■ Goal ■
Your task is to print every entry below exactly as given.

■ The input ■
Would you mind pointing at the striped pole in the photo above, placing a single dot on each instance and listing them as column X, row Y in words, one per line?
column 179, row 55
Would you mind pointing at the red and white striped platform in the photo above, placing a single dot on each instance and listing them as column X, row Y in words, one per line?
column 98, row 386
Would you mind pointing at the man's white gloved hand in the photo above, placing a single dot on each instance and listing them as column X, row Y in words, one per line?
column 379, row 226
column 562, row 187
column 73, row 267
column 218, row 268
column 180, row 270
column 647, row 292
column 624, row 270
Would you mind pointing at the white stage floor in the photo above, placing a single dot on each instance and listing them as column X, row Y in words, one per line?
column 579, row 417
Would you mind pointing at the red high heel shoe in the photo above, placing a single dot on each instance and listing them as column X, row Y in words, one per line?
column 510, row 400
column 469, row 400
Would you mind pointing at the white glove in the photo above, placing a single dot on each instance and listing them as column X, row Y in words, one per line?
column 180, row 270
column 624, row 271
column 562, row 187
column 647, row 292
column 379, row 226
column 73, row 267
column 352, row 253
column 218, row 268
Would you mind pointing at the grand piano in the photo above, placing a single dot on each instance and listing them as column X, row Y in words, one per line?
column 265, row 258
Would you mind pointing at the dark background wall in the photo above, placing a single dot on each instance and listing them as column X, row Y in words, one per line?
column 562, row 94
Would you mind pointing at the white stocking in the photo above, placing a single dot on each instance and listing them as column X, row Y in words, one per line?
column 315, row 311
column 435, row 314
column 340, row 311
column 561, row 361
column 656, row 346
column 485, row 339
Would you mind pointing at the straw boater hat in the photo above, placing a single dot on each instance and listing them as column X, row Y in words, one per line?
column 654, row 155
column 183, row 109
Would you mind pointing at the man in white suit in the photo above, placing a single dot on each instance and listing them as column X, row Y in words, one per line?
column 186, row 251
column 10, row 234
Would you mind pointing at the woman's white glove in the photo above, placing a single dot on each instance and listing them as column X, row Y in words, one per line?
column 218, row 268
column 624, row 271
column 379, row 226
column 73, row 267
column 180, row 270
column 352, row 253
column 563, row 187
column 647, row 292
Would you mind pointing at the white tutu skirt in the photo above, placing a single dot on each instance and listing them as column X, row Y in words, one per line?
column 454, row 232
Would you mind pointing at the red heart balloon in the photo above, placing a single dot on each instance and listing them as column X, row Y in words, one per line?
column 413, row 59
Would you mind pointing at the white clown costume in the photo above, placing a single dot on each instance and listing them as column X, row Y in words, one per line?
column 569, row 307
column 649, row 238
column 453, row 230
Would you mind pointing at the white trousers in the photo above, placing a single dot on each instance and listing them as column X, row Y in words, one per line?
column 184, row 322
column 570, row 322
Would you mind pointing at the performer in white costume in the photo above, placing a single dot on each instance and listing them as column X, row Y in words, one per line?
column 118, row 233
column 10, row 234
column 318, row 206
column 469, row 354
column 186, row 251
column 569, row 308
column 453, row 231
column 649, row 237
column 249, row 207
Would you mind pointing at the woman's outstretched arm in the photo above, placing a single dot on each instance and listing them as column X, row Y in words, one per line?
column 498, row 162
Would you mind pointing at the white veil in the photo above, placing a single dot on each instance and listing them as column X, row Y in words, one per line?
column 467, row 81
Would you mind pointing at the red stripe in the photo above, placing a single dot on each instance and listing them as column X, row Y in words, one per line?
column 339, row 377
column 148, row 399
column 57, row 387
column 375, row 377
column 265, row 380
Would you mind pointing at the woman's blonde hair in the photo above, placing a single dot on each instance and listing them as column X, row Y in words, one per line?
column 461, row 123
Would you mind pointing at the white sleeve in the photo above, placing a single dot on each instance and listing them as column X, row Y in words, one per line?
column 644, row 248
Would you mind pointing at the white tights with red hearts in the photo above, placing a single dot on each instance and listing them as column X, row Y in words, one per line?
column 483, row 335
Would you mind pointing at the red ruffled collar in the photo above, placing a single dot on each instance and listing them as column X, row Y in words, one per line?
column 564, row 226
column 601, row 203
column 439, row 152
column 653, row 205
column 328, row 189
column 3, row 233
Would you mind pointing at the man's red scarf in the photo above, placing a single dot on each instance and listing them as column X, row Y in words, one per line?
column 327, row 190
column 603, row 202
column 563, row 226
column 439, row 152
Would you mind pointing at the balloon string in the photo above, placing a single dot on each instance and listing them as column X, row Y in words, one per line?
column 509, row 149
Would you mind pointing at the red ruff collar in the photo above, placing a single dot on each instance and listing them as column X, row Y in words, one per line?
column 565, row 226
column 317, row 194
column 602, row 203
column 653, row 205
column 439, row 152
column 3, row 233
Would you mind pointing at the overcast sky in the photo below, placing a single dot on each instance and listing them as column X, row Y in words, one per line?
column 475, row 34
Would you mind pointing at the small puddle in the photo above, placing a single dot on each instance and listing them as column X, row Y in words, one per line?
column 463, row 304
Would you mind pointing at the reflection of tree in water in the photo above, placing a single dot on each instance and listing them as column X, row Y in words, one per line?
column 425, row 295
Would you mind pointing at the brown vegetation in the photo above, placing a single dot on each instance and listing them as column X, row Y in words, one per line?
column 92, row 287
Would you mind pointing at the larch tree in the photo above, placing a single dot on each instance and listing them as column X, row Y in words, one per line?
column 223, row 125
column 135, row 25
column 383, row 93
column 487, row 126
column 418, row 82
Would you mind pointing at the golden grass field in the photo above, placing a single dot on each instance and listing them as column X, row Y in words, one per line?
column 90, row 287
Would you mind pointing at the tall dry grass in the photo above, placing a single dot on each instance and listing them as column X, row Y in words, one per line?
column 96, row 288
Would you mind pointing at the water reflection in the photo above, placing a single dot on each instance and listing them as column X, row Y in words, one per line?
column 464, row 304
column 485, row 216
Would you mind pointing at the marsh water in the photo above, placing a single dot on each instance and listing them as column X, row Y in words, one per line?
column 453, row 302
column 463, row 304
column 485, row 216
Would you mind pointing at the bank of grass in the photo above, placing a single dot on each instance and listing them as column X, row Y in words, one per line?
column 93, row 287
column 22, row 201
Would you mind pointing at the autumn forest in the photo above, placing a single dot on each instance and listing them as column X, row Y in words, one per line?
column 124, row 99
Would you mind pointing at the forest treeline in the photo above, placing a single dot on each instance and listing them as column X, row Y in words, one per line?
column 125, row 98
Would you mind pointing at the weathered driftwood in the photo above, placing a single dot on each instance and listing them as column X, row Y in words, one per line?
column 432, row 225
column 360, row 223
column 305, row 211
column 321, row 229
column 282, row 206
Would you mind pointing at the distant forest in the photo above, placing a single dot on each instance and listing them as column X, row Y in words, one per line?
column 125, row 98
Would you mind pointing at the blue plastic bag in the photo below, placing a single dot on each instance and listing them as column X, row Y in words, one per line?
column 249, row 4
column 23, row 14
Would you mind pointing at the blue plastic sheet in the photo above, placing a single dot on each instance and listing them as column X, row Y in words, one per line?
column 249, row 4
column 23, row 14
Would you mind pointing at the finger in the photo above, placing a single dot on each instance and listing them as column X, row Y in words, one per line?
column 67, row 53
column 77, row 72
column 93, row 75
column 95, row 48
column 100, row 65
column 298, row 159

■ Exercise output ■
Would you mind pointing at the striped pole in the photo above, placing a single dot on each instance and listing them as column X, row Y in words, one per line?
column 179, row 55
Would you mind pointing at the red and white striped platform in the photo above, placing a single dot on each instance and listing them as column X, row Y in words, one per line?
column 98, row 386
Would you mind pointing at the man's white gloved hand in the photo above, placing a single dot on each instance and listing them as column X, row Y in words, one per line?
column 379, row 226
column 562, row 187
column 73, row 267
column 218, row 268
column 180, row 270
column 647, row 292
column 624, row 270
Would you mind pointing at the white stage floor in the photo above, placing a single dot on each instance and listing them as column X, row Y in words, one per line?
column 579, row 417
Would you mind pointing at the red high heel shoe in the photo above, placing a single dot on each instance and listing them as column X, row Y in words, one per line?
column 510, row 400
column 469, row 400
Would you mind pointing at the white glove in the photo above, placing a single dot on each instance and listing them as column X, row Y in words, one per line?
column 180, row 270
column 624, row 271
column 562, row 187
column 647, row 292
column 379, row 226
column 73, row 267
column 352, row 253
column 218, row 268
Would you mind pointing at the grand piano in the photo above, placing a single dot on each instance and listing them as column X, row Y in words, one per line?
column 265, row 258
Would you mind pointing at the dark background wall in the photo above, placing a single dot on each instance and listing them as column X, row Y in words, one per line?
column 562, row 94
Would you mind pointing at the white stocking in the photo above, placing a single dot on each instance and listing them as column X, row Y in words, one per line?
column 315, row 311
column 435, row 314
column 340, row 311
column 561, row 361
column 656, row 346
column 485, row 339
Would you mind pointing at the straw boater hat in the photo above, placing a single dot on each instance and listing them as column X, row Y in words, one per line?
column 654, row 155
column 183, row 109
Would you mind pointing at the man in white suit in the photo above, placing a single dot on each instance and listing them as column X, row Y in words, one per line?
column 186, row 251
column 10, row 234
Would you mind pointing at the woman's white glove in the photo above, placing a single dot on each instance and listing them as column X, row Y in words, one per line?
column 218, row 268
column 624, row 271
column 379, row 226
column 73, row 267
column 180, row 270
column 352, row 253
column 563, row 187
column 647, row 292
Would you mind pointing at the white tutu skirt in the photo above, placing a single dot on each instance and listing them as column X, row Y in words, one per line?
column 454, row 232
Would you mind pointing at the red heart balloon in the photo above, placing a single dot on each instance and listing them as column X, row Y in words, one per line?
column 413, row 59
Would you mind pointing at the white clown costume in the photo above, placing a single dot on each instance and listing them as column X, row Y in words, one per line?
column 569, row 307
column 649, row 238
column 453, row 230
Would you mind pointing at the white trousers in the photo above, placing a single dot on each instance and listing them as column X, row Y in words, one per line?
column 184, row 322
column 570, row 322
Would you mind pointing at the performer in white costume in the photo above, placing a single dot on each instance and listing them as column X, row Y in words, one per line?
column 118, row 233
column 10, row 234
column 318, row 206
column 469, row 354
column 186, row 251
column 569, row 308
column 453, row 231
column 649, row 237
column 249, row 207
Would you mind pointing at the woman's outstretched arm in the photo above, placing a single dot on each instance and listing them as column X, row Y in words, one per line?
column 498, row 162
Would you mind pointing at the white veil in the photo above, placing a single dot on each instance and listing them as column X, row Y in words, one per line?
column 467, row 81
Would you mind pointing at the red stripe in the photo above, placing a single dot on each instance and listing them as column X, row Y in words, one per line?
column 339, row 377
column 148, row 399
column 57, row 387
column 375, row 377
column 265, row 380
Would you mind pointing at the woman's blonde hair in the photo above, placing a single dot on each instance and listing them as column X, row Y in words, one per line?
column 461, row 123
Would you mind pointing at the white sleeve in the photo above, placing a single dot on each instance and listing them as column X, row Y in words, one per line?
column 644, row 248
Would you mind pointing at the white tights with red hearts in the photo above, placing a single dot on each instance and listing them as column X, row Y in words, one per line?
column 483, row 335
Would you mind pointing at the red ruffled collar in the photo above, placing a single dot on each instance and listing them as column X, row Y in words, one per line?
column 564, row 226
column 601, row 203
column 439, row 152
column 653, row 205
column 328, row 189
column 3, row 233
Would you mind pointing at the man's red scarf in the photo above, placing a single dot on each instance and listing them as column X, row Y in words, one per line?
column 327, row 190
column 603, row 202
column 563, row 226
column 439, row 152
Would you mind pointing at the balloon string in the photo above, placing a single dot on each instance and listing them as column X, row Y in words, one per line?
column 509, row 149
Would you mind pointing at the red ruff collar in the photo above, placing a single dot on each instance and listing them as column X, row Y in words, one per line?
column 565, row 226
column 317, row 194
column 602, row 203
column 653, row 205
column 439, row 152
column 3, row 233
Would you mind pointing at the overcast sky in the photo below, placing a single dot on each instance and listing them as column X, row Y in words, one per line?
column 475, row 34
Would you mind pointing at the small puddle in the photo above, placing a single dot on each instance and listing them as column X, row Y in words, one per line?
column 463, row 304
Would you mind pointing at the reflection of tree in water in the photo above, placing a single dot on each instance and listing them as column X, row Y in words, one per line?
column 425, row 295
Would you mind pointing at the brown vegetation in the photo above, placing a single dot on each instance and listing them as column X, row Y in words, one per line?
column 92, row 287
Would you mind pointing at the larch tree in the photo above, placing a single dot on each instance and listing them as column X, row Y in words, one per line?
column 223, row 125
column 135, row 25
column 383, row 93
column 487, row 126
column 418, row 82
Would you mind pointing at the golden grass field in the photo above, placing a single dot on each instance and listing them as column X, row Y in words, one per line?
column 90, row 287
Would you mind pointing at the tall dry grass in the photo above, placing a single dot on each instance and listing them as column X, row Y in words, one per line?
column 96, row 288
Would you mind pointing at the water reflection in the photo above, placing a single dot on each instance and listing them as column X, row Y in words, one per line?
column 464, row 304
column 485, row 216
Would you mind pointing at the marsh water in the photo above, placing a single dot on each instance and listing them as column X, row Y in words, one per line?
column 453, row 302
column 463, row 304
column 485, row 216
Would you mind pointing at the bank of grass in the photo above, placing a single dot on each instance and listing them as column X, row Y in words, one per line?
column 93, row 287
column 22, row 201
Would you mind pointing at the autumn forest in the photo above, placing a single dot on each instance and listing them as column X, row Y in words, one per line?
column 124, row 99
Would you mind pointing at the forest treeline in the photo above, placing a single dot on each instance and listing them as column X, row Y in words, one per line?
column 125, row 98
Would you mind pointing at the weathered driftwood in the photo above, placing a single dot on each instance and listing them as column X, row Y in words, one per line?
column 432, row 225
column 360, row 223
column 305, row 211
column 321, row 229
column 282, row 206
Would you mind pointing at the distant forest in the photo above, placing a single dot on each instance and listing them as column X, row Y in words, one per line?
column 125, row 98
Would you mind pointing at the blue plastic bag in the photo below, placing a single dot on each instance and listing them as column X, row Y in words, one per line?
column 249, row 4
column 23, row 14
Would you mind pointing at the blue plastic sheet in the photo above, placing a single dot on each instance and listing them as column X, row Y in words, one per line?
column 249, row 4
column 23, row 14
Would you mind pointing at the finger in the photo above, placing a single dot on each instance and listing them as column X, row Y in words, one per line?
column 67, row 53
column 77, row 72
column 93, row 75
column 95, row 48
column 100, row 65
column 298, row 159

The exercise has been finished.